INSTRUÇÃO 1:
Traduza para o inglês a frase "Com toda a certeza, foi vítima da multinacional repressiva batizada de Operação Condor, que dá nome ao documentário.", tirada da crítica do documentário "Condor".
INSTRUÇÃO 2:
Segundo a crítica do documentário "Condor", em que país o jornalista Norberto Habergger foi preso?
INSTRUÇÃO 3:
Por favor, dê continuidade à crítica do documentário "Condor" a partir da última frase apresentada.

TEXTO APRESENTADO:
•••••
São Paulo, quinta-feira, 01 de maio de 2008

Texto Anterior | Próximo Texto | Índice

Cinema / estréias - Crítica/"Condor"

Filme revê aliança entre ditaduras da AL

Sem novidades, documentário de Roberto Mader tem o mérito de reavivar memória histórica e ouvir vítimas e algozes

CLÓVIS ROSSI
COLUNISTA DA FOLHA

Resumo do documentário "Condor", que estréia hoje, nas palavras do cineasta argentino Andrés Habergger: "O horror é parte de nossa vida e de nossa história".
O cineasta sabe do que está falando, como vítima pessoal do "horror": seu pai, o jornalista também argentino Norberto Habergger, foi preso no Brasil e desapareceu para sempre. Com toda a certeza, foi vítima da multinacional repressiva batizada de Operação Condor, que dá nome ao documentário.
•••••
TRECHO DOS DADOS:
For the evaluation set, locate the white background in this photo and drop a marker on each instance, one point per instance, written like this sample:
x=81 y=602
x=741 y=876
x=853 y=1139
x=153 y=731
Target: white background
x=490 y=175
•••••
RESPOSTA DO EXERCÍCIO 1:
He was certainly a victim of the repressive multinational dubbed Operation Condor, which gives the documentary its name.

RESPOSTA DO EXERCÍCIO 2:
No Brasil.

RESPOSTA DO EXERCÍCIO 3:
Tratou-se de uma aliança entre os regimes ditatoriais que cobriram nos anos 70 e parte dos 80 quase todo o mapa da América do Sul para caçar, prender e, muitas vezes, fazer desaparecer oponentes das diferentes ditaduras, apagando as fronteiras para o mecanismo repressivo.
Mas o documentário não apresenta informações novas sobre a operação. Pelo menos não para este colunista, que cobriu todos os acontecimentos que o filme mostra, desde as grandes anomalias institucionais (os golpes no Chile, na Argentina e até no Brasil) até casos pontuais.
Um deles demonstra o quanto o "horror" pode se estender no tempo, além do momento em que violações aos direitos humanos são praticadas, e pode alcançar inocentes absolutos.
Trata-se do caso das crianças Anatole e Victoria Larraberti, filhos de uruguaios mortos pela ditadura, que foram deixados em uma praça de Valparaíso, no litoral chileno. Ou seja, cruzaram não apenas os Andes, mas foram levados de um oceano (o Atlântico, que banha o Uruguai) ao Pacífico.

Procurados pela avó
Os dois foram adotados por um casal chileno, que não tinha a mais remota idéia de quem eram e de que história traziam com eles. Mas a avó das crianças procurou-os o tempo todo, até que, com o auxílio do Clamor, um grupo de defesa dos direitos humanos criado pela Arquidiocese de São Paulo, localizou-os no Chile.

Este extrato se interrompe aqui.